Trecho fornecido:
Acho que diz para me agradar. [em tom de brincadeira] Não fez a peça
comigo e saiu para ficar por aí, rodando bolsinha nas esquinas...
[risos]
Então, a volta dele é como a de um filho pródigo?
É isso aí, o Mateus é um filho pródigo! E bem pródigo.. [risos].
Qual a importância do Emerson Danesi [braço direito de Antunes no CPT]?
Sem ele, eu não poderia ensaiar. O Emerson é o respaldo, é o meu
escudão. É o escudário!... [mudando de assunto] Você quer ver o cenário?
Quero.
[Antunes mostra a sala de ensaio vazia, com cortinas pretas ao fundo] É
exatamente isso aí que você está vendo, Miguel. Esses panos pretos aí.
Basta de alta tecnologia! Eu estou de saco cheio desses musicais da
Broadway. Dessa alta tecnologia, porque quero ver teatro e fico vendo
outra coisa, tendo experiência. Se quisesse ver lâmpada e fio eu iria a
um museu industrial. Eu estou cansado disso! Quero teatro, quero o ator
de volta à sua função primitiva...
Você acha que está todo mundo saturado disso, Antunes?
Pelo amor de Deus! O público está de saco cheio da tecnologia. Isso está enchendo o saco. O que tem nessa peça,
Nossa Cidade,
é exatamente este recado. Por isso, ninguém vai assistir duas vezes só
essa peça. Vai assistir mais. Ela me deu muito trabalho e eu pude
aprofundar uma porção de coisas, os signos.
Você está apaixonado pela peça?
Eu gosto imensamente dessa peça. Eu me comovo sempre que vejo. E me
comove esse embate Thornton Wilder com o que fizemos, que é discutir uma
ideologia americana para o mundo. É muito intrigante.
Seus ensaios foram todos secretos?

Dados fornecidos:
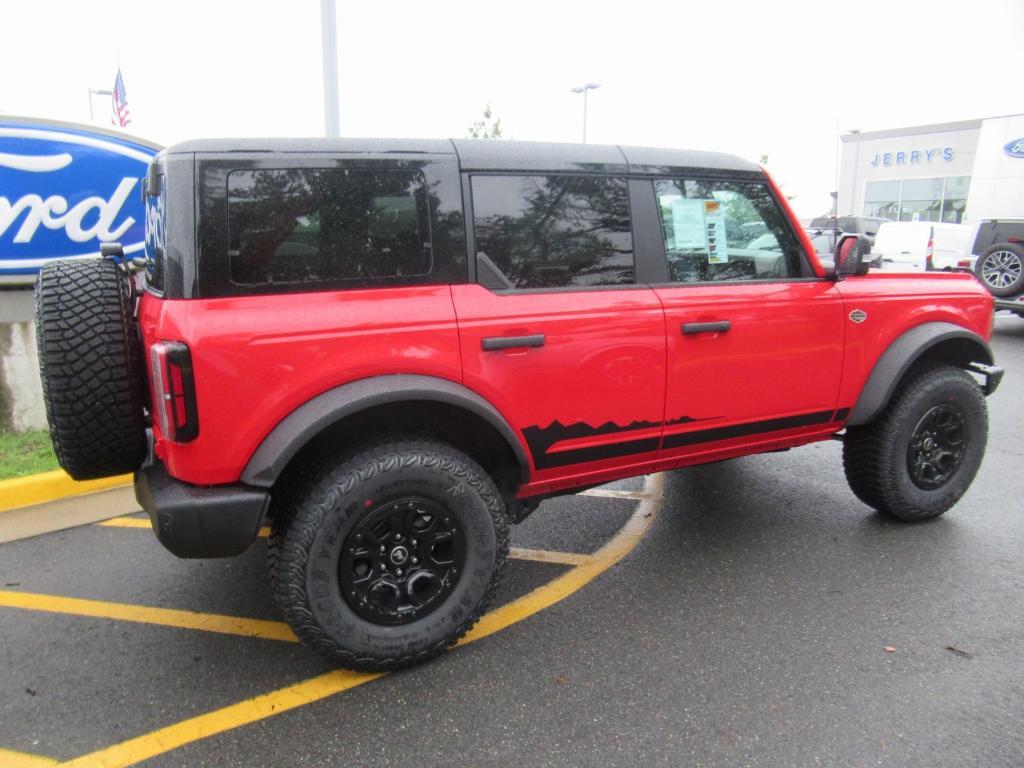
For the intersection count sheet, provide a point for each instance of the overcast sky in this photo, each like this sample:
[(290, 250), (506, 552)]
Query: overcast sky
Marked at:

* * *

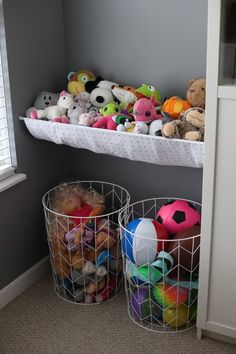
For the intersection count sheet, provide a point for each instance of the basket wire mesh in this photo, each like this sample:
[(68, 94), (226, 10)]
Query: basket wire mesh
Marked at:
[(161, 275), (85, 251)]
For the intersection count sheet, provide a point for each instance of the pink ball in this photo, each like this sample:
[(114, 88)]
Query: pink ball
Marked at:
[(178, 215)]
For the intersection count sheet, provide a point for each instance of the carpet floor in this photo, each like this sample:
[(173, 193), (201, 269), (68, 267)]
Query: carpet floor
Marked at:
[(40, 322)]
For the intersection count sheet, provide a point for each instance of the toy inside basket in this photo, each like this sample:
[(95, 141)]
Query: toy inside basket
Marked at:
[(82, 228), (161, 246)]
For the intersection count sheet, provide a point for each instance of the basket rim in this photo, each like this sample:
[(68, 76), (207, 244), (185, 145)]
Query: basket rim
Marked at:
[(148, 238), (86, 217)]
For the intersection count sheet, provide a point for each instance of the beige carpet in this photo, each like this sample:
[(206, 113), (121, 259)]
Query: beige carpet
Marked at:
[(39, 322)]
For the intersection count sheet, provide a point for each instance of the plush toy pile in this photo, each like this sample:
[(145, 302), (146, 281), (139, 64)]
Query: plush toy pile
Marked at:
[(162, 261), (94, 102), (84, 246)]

A tarefa:
Transcreva da entrevista, sem mudar nada, o trecho que começa em "É isso aí, o" e termina em "panos pretos aí.".

Resposta completa:
É isso aí, o Mateus é um filho pródigo! E bem pródigo.. [risos].
Qual a importância do Emerson Danesi [braço direito de Antunes no CPT]?
Sem ele, eu não poderia ensaiar. O Emerson é o respaldo, é o meu
escudão. É o escudário!... [mudando de assunto] Você quer ver o cenário?
Quero.
[Antunes mostra a sala de ensaio vazia, com cortinas pretas ao fundo] É
exatamente isso aí que você está vendo, Miguel. Esses panos pretos aí.